- What is required -
Write out the records beneath this line exactly as they appear, minus any images.

(Stored dataset items)

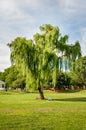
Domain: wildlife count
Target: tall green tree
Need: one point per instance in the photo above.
(40, 59)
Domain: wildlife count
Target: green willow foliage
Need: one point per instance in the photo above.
(40, 59)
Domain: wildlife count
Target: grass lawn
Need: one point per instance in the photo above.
(23, 111)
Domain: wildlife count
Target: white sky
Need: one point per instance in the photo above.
(22, 18)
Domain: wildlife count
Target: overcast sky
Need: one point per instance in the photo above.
(22, 18)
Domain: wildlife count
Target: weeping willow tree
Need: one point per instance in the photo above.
(40, 59)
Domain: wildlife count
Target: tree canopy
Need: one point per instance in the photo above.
(40, 58)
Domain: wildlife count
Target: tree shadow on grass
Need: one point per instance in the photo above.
(78, 99)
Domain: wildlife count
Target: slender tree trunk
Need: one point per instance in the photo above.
(40, 91)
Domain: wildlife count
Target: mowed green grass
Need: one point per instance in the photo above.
(24, 111)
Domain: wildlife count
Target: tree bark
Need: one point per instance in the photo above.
(40, 91)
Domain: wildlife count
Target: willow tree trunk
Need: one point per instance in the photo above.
(40, 91)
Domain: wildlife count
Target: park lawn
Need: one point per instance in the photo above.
(24, 111)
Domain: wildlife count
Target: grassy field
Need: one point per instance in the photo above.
(24, 111)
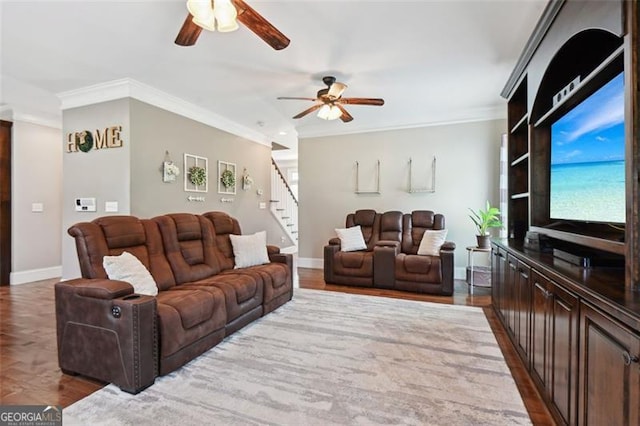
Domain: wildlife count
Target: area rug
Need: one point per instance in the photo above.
(332, 359)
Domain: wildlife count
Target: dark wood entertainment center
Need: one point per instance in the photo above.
(577, 329)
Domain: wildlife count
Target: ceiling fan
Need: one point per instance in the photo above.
(330, 102)
(222, 15)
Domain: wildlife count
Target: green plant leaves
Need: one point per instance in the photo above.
(485, 219)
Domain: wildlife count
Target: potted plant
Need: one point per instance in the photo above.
(485, 219)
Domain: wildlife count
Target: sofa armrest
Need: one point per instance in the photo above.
(104, 336)
(384, 261)
(98, 288)
(272, 249)
(330, 251)
(447, 263)
(448, 245)
(388, 243)
(285, 258)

- Solved problem -
Domain: wildlife count
Target: tall green tree
Need: one point per instance in the photo above.
(40, 59)
Domain: wildlife count
Target: green willow foliage
Need: one point per instance in the photo above.
(40, 59)
Domain: wildlife count
Target: grass lawn
Need: one point per instance in the photo above.
(23, 111)
Domain: wildlife count
Target: white sky
Need: one point per instance in the photo above.
(22, 18)
Domain: wildlife count
Target: overcast sky
Need: one point per instance in the photo above.
(22, 18)
Domain: wildlife count
Target: weeping willow tree
Need: one point per instance in the photo above.
(40, 59)
Domain: wildlife count
Target: tree canopy
Need: one point per instance in the photo above.
(40, 58)
Domain: wildlife count
Target: tree shadow on grass
Need: one point per instance in the photo above.
(78, 99)
Domain: wildlife count
Target: slender tree trunk
Need: one point per instance in the photo above.
(40, 91)
Domain: wildlife count
Target: mowed green grass
Need: one point per instance in the photo above.
(24, 111)
Domain: wildlife count
Target: tree bark
Need: one point per instance in the photo above.
(40, 91)
Domain: wildlife count
Target: willow tree trunk
Need: one point per instance in the photo above.
(40, 91)
Domain: wildlife count
Target: park lawn
Need: one point per instance in the photo above.
(24, 111)
Domain: wildlife count
Target: grassy field
Need: one point per instance in the photo above.
(24, 111)
Domain: wildlife count
Target: area rug
Need: one point per instance in the photo above.
(332, 359)
Domain: wildlife count
Target: dark wood entertainment center
Need: one point per instance in the photo above.
(577, 329)
Domain: wildlife count
Target: ceiling fan
Need: one point per instance in the photo above.
(330, 102)
(222, 15)
Domain: wildlife count
Target: green plant leaves
Need: one point per instance in the photo above.
(485, 219)
Domain: wildlife count
Target: potted plant
Need: one point per instance in the photo above.
(485, 219)
Domain: wildlife count
Target: sofa armrest
Need: one point per instance in the photo above.
(104, 336)
(384, 261)
(98, 288)
(272, 249)
(330, 251)
(447, 263)
(448, 245)
(388, 243)
(285, 258)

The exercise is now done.